Eu égard aux précisions qui viennent d'être apportées, le dispositif d'écoutes téléphoniques mis en place par la société France Télécom entrait-il dans le champ d'application de l'obligation de déclaration à la Cnil ?
Le TGI de Paris a répondu par l'affirmative en relevant, rappelons-le, que le document de synthèse de l'écoute, auquel est affecté un coefficient diminuant ou augmentant le montant de la part variable de vente, concourt à la détermination de la rémunération. En outre, et toujours selon les magistrats parisiens, "la grille d'écoute constitue ainsi une collecte des données et démontre que les éléments recueillis sont conservés, analysés et utilisés".
La décision ainsi retenue ne peut qu'être approuvée au regard des dispositions précitées. En effet, on était bien en présence de données à caractère personnel, dans la mesure où les écoutes permettaient à l'employeur de recueillir des informations relatives à des personnes physiques identifiées. En outre, il apparaît, également, que ces données faisaient l'objet d'un "traitement" au sens de l'article 2, alinéa 3, de la loi du 6 janvier 1978.

○ ○ ○ ○

CONSIGNE
Dites si chacune des affirmations suivantes s'accorde avec le texte sur les écoutes téléphoniques. Répondez par oui ou par non et citez les mots du texte qui tranchent.
1. Le TGI de Paris a jugé que le dispositif relevait de l'obligation de déclaration à la Cnil.
2. D'après les magistrats parisiens, les éléments recueillis au moyen de la grille d'écoute sont détruits après usage.
3. Les écoutes portaient sur des informations concernant des personnes physiques non identifiées.

MATÉRIEL FOURNI
○ ○ ○ ○

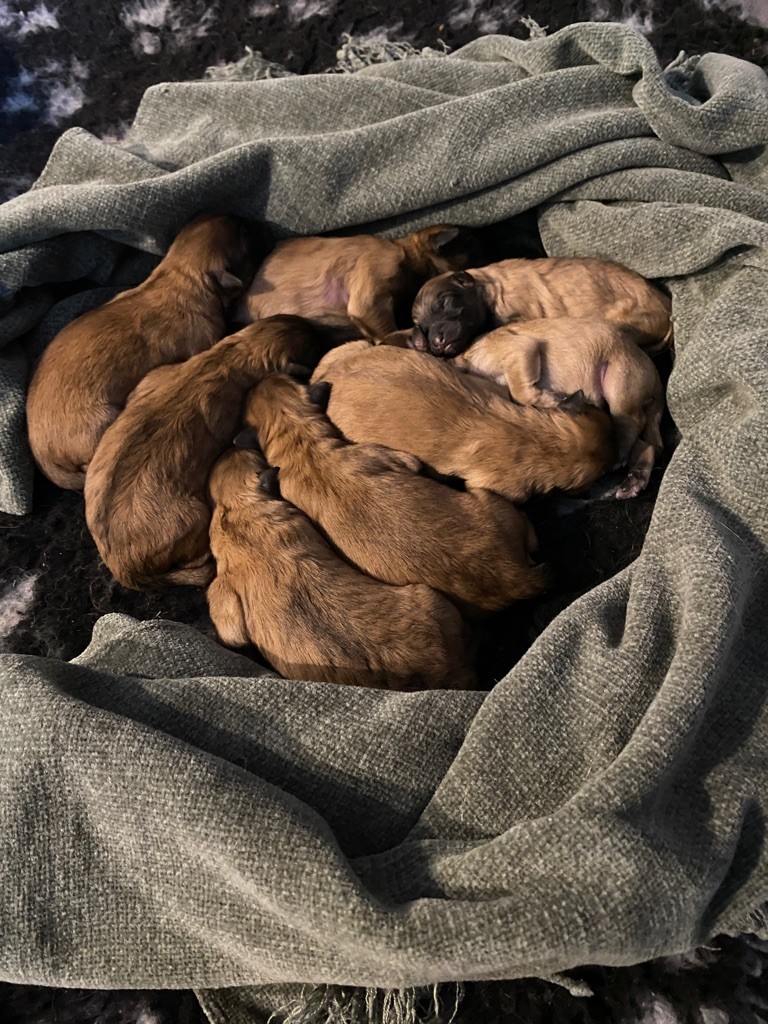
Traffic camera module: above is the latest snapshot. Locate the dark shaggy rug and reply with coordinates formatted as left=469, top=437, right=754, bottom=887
left=0, top=0, right=768, bottom=1024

○ ○ ○ ○

RÉSULTAT
1. Oui : « Le TGI de Paris a répondu par l'affirmative ».
2. Non : « démontre que les éléments recueillis sont conservés, analysés et utilisés ».
3. Non : « recueillir des informations relatives à des personnes physiques identifiées ».